-- Stated problem --
Output each entry verbatim and exclude every picture from it.

-- Given data --
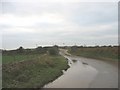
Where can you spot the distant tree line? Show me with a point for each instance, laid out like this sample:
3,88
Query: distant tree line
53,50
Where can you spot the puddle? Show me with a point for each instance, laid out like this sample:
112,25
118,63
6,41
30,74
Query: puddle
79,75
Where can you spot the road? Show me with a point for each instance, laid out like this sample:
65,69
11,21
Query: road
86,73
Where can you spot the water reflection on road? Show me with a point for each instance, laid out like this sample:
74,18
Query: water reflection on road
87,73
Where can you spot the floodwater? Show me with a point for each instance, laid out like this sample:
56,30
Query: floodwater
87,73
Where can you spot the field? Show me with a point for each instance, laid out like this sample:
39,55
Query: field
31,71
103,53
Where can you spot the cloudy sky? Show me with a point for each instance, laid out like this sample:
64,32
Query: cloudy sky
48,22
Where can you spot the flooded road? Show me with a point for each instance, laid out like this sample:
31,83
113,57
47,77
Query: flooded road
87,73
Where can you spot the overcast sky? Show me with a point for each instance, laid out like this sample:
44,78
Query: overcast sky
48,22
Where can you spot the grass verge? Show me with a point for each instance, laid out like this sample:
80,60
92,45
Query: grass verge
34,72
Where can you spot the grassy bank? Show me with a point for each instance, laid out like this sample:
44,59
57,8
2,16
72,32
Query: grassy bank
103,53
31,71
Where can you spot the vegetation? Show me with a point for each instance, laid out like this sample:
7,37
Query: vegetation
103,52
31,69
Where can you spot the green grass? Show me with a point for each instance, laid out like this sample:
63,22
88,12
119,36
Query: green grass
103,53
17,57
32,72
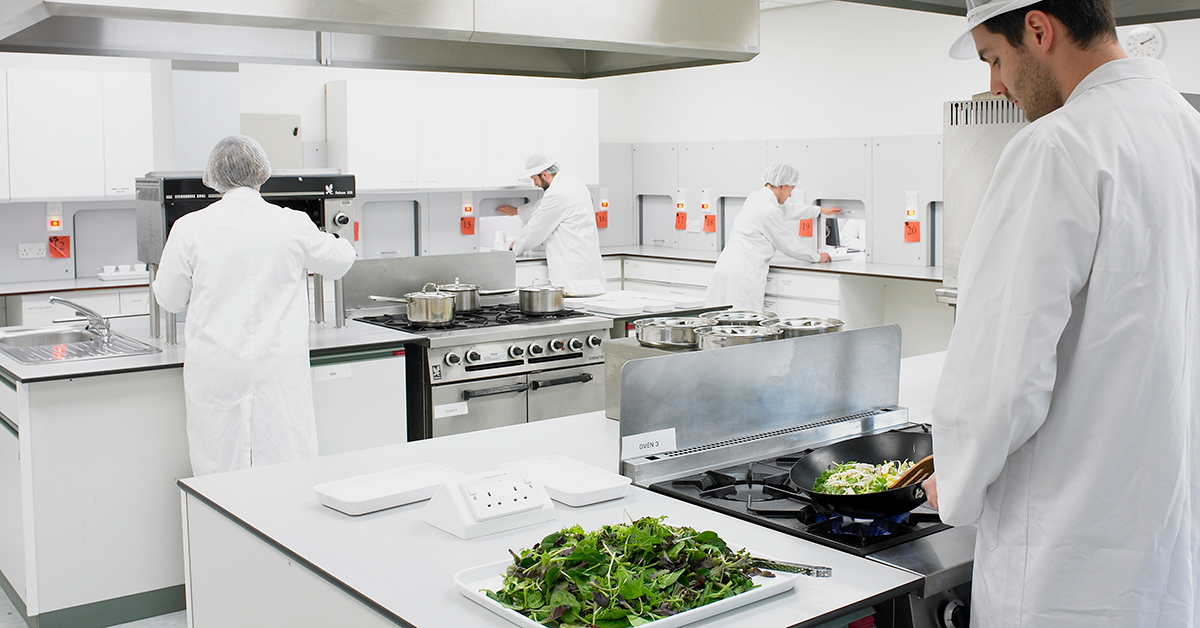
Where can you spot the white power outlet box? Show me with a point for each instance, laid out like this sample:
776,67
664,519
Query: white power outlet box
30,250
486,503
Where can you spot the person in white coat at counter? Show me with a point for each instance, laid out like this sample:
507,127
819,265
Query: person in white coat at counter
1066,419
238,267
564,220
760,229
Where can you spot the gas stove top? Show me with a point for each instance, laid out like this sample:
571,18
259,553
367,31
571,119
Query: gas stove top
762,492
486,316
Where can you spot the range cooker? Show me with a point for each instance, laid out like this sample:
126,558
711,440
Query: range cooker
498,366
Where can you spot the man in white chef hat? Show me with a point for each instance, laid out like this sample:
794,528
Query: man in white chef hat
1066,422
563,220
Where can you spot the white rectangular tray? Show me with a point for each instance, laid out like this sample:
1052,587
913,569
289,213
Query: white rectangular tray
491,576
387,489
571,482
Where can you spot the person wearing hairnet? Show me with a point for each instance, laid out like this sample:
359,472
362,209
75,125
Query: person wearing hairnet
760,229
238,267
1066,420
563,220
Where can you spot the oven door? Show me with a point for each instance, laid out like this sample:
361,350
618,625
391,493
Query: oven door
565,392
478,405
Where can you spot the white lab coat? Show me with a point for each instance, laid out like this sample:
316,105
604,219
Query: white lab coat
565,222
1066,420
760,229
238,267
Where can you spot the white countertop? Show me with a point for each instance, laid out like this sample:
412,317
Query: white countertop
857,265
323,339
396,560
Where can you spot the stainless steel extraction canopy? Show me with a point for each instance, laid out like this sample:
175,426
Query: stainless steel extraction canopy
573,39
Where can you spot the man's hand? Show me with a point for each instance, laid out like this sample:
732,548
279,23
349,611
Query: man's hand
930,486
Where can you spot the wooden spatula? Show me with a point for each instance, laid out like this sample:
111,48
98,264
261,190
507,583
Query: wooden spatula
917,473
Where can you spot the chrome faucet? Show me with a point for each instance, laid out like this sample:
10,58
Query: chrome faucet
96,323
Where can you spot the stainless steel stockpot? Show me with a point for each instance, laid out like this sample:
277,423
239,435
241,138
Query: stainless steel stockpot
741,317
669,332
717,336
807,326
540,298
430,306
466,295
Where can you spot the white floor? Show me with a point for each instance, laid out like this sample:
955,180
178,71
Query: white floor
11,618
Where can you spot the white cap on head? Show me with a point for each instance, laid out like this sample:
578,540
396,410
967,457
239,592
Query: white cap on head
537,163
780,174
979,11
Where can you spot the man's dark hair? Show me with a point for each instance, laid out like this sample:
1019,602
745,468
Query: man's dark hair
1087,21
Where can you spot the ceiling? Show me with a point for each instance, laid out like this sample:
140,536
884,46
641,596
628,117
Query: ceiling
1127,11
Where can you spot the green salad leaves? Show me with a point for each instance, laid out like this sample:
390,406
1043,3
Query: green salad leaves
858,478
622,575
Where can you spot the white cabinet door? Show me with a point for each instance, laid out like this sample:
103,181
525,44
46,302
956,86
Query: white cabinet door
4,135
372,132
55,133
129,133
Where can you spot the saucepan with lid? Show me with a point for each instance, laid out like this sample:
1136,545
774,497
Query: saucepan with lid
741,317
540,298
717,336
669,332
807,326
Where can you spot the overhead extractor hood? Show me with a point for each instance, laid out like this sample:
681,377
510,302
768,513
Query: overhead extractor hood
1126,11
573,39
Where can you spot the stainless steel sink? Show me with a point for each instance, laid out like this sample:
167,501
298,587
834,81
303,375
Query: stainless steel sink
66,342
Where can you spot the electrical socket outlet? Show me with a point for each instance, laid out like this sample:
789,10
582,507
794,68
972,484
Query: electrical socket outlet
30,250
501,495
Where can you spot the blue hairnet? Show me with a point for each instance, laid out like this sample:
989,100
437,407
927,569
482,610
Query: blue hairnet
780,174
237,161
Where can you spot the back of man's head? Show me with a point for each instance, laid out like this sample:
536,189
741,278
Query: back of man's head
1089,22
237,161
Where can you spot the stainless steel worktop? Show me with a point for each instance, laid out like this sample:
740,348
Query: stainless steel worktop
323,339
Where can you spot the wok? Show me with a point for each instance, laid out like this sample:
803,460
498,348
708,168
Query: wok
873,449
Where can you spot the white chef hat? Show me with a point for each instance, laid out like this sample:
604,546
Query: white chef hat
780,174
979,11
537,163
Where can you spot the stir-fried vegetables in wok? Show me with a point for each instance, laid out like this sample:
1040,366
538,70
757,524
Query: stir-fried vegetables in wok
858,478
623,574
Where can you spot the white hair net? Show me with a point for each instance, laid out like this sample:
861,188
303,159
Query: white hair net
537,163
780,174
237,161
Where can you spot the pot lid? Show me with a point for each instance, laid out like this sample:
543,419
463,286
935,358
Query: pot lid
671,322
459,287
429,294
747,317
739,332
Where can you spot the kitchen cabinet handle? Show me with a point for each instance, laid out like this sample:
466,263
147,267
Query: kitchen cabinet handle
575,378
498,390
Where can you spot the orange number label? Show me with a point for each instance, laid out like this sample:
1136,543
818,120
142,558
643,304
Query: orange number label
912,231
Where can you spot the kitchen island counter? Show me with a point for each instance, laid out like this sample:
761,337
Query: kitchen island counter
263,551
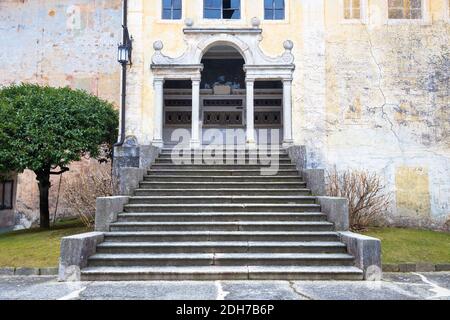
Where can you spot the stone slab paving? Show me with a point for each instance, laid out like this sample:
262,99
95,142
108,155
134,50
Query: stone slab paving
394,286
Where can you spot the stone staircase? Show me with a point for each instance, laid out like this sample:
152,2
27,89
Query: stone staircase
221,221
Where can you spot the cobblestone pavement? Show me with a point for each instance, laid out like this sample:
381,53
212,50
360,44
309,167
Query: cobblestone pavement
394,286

-- Task result --
Where can you spot the distant tree line? Show me with a point for each instance, laid out like this sample:
3,88
Query: distant tree line
53,50
Where can you spot the puddle? Show me with a point for each instance, laid out like this sample:
112,25
118,63
6,41
30,74
Query: puddle
79,75
Where can you spot the road? Show me with a point for each instance, laid out like this sample:
65,69
11,21
Query: road
86,73
Where can you spot the water reflection on road? Show me with a point for each instance, laid out like this sample:
74,18
Query: water reflection on road
87,73
Where can you spot the floodwater? Show me with a point for each instance, laid out like this sample:
56,30
Query: floodwater
87,73
Where can you spot the field? Show me with a point for each instance, laid out like this sample:
39,55
Query: field
31,71
103,53
Where can you spot the cloudy sky? Show me with a point for each instance, laid out like this sample:
64,32
Query: cloudy sky
48,22
Where can you spot the flooded road? Show me with a point for each instance, laid out like this sample:
31,83
113,57
47,77
Query: flooded road
87,73
Where can you spot the overcast sky? Show me with a point for each instance, laid out like this sample:
44,78
Query: overcast sky
48,22
Where can you spot the grass verge? Show me with a point for each instance, laid out like this sample:
80,60
92,45
Query: grass verge
34,72
Where can you spot the grassy bank? Show me with a point for each instance, laid out like this sample:
44,59
57,8
2,16
72,32
Query: grassy bank
103,53
31,71
Where can you spot the vegetation? Show me with a point for each instance, laid out like this sample:
7,37
Query: vegetation
103,52
31,69
Where can you spot the green grass? Show me with a point for each instance, laid out like this sample:
63,22
88,12
119,36
Query: green grass
103,53
17,57
32,72
Where can you spot the white power outlet box? Show me with a point for each instance, laid out like this sample:
776,67
664,519
Query: white power outlet box
30,250
486,503
Where can you spot the person in white coat at counter? Show me with a point for each instance, laid out like this sample:
507,127
819,265
Query: person in white coat at counter
1066,419
238,267
564,220
760,229
Where can you spot the gas stove top? Show me with a point for each instance, laid out like this sample:
571,18
259,553
367,31
571,119
Query: gas stove top
762,492
486,316
Where can you spot the range cooker? Show me with a point for each instance, laid out like this sample:
126,558
711,440
Query: range cooker
498,366
Where can you spot the man in white chef hat? Show me with a point for each instance, laid out like this sample:
794,528
Query: man in white chef hat
1066,422
563,220
Where can you spot the white rectangular tray? Show me with a point for each instance, laid out like this sample:
1052,587
913,569
289,213
Query: white rectangular tray
491,576
387,489
571,482
Where can you spot the person wearing hairnet? Show me with a point for each instance, laid out like this sample:
359,472
362,209
75,125
Query: person wearing hairnet
760,229
238,267
1066,420
563,220
Where can you spot the oven door? Show me with a point for each instance, laid out like this sample:
361,350
618,625
391,493
Query: oven door
565,392
478,405
Where can you spot the white lab coat? Show me with a point for each instance, laid out like this sample:
316,105
604,219
Query: white lab coat
565,222
1066,420
760,229
238,267
Where can you spot the white countertop? Show me with a point for each instance, laid out like this sample:
412,317
Query: white countertop
857,265
323,339
396,560
Where can you spot the stainless steel extraction canopy? Show me with a point for each instance, laid out like this sample:
175,426
Query: stainless steel extraction canopy
573,39
Where can you spot the man's hand? Show me with a point for each instance, laid out like this sample:
732,548
279,23
349,611
Query: man's hand
930,486
Where can you spot the wooden spatula? Show me with a point for each instance, laid out like this sample:
111,48
98,264
261,190
507,583
Query: wooden spatula
917,473
Where can you spot the chrome faucet? Show me with a point for each instance, laid out like this sample:
10,58
Query: chrome faucet
96,323
Where can you spot the stainless steel stockpot? Show me with a point for each instance, laid out like this sample:
277,423
239,435
241,138
Query: stainless steel stockpot
741,317
669,332
717,336
807,326
540,298
430,306
466,295
Where can you spot the white floor? Show me with a point for each instance, laid out like this sample:
955,180
178,71
Query: white floor
11,618
Where can you spot the white cap on head? Show me with a point for each instance, laid out like this sample:
578,540
396,410
967,457
239,592
Query: white cap on head
537,163
780,174
979,11
Where can you spot the man's dark hair? Show me with a point for each instance, laid out like this sample:
1019,602
745,468
Query: man's dark hair
1087,21
Where can you spot the ceiling? Show me with a point for each instance, laid out like this sample:
140,536
884,46
641,596
628,117
Query: ceiling
1127,11
Where can you spot the green salad leaves? Show me with a point for each instance, laid out like this sample:
390,406
1043,3
Query: green salad leaves
858,478
622,575
Where can you spot the white cabinet door? Show me with a point for each instance, laid out like this sample:
103,181
525,44
46,302
956,86
Query: white cabinet door
4,135
372,132
55,133
129,133
Where can you spot the saucepan with lid? Show me with a point for each instance, laid out like this sample:
1136,545
774,497
Query: saucepan with lid
741,317
540,298
717,336
669,332
807,326
Where can you spot the overhead extractor hood? Show me with a point for each instance, laid out like this sample:
681,377
510,302
768,513
Query: overhead extractor hood
1126,11
573,39
Where can you spot the stainless steel sink? Show me with a point for each instance, laid out like this sample:
167,501
298,587
834,81
303,375
Query: stainless steel sink
66,342
Where can you spot the electrical socket outlet? Show me with a point for each instance, laid out like this sample:
789,10
582,507
794,68
972,484
Query: electrical socket outlet
30,250
501,495
Where can you spot the blue hairnet? Show me with a point for each instance, laid out like this sample:
989,100
437,407
927,569
482,610
Query: blue hairnet
780,174
237,161
Where can you spot the back of man's head? Show me with a point for each instance, laid out like this sample:
536,189
741,278
Query: back of man's head
1089,22
237,161
Where can you spot the stainless steel worktop? Show me with a point for each instance, laid out like this sample:
740,348
Query: stainless steel worktop
323,339
Where can you spot the wok? Show me with a point for each instance, laid out like this sample:
803,460
498,348
708,168
Query: wok
873,449
Where can you spot the white chef hat? Show me with a point for each instance, laid out like this sample:
604,546
Query: white chef hat
780,174
979,11
537,163
Where can you spot the stir-fried vegetables in wok? Show me with a point for each instance, laid out like this sample:
1040,366
538,70
757,524
Query: stir-fried vegetables in wok
858,478
623,574
Where can you spot the white hair net? Show me with a point for each instance, laid out like this sample:
861,188
303,159
Query: white hair net
537,163
780,174
237,161
Where can you spot the pot lid? Show me with a point for each instance, laid out like this sample:
543,419
463,286
935,358
Query: pot lid
671,322
459,287
429,294
747,317
739,332
Where can you spot the kitchen cabinet handle? Show me with a point for each instance, laid out like this sample:
466,263
147,267
Query: kitchen cabinet handle
575,378
498,390
Where can you spot the orange number label? Show me with a point for each instance, laid out like this sample:
1136,543
818,120
142,558
643,304
Query: orange number label
912,231
Where can you spot the kitchen island counter? Show me with a point for each instance, laid out like this sample:
761,337
Query: kitchen island counter
263,551
Where can you spot the stone slab paving? Show me with a point for each instance, laid out like this sample:
262,99
95,142
108,155
134,50
Query: stone slab paving
394,286
Where can you spot the stone staircase? Show me with a point for each instance, laid out like this sample:
152,2
27,89
Query: stone staircase
221,221
Where can you spot the cobblestone pavement? Show me with a point for each instance, laid out like this sample:
381,53
212,50
360,44
309,167
Query: cobblestone pavement
394,286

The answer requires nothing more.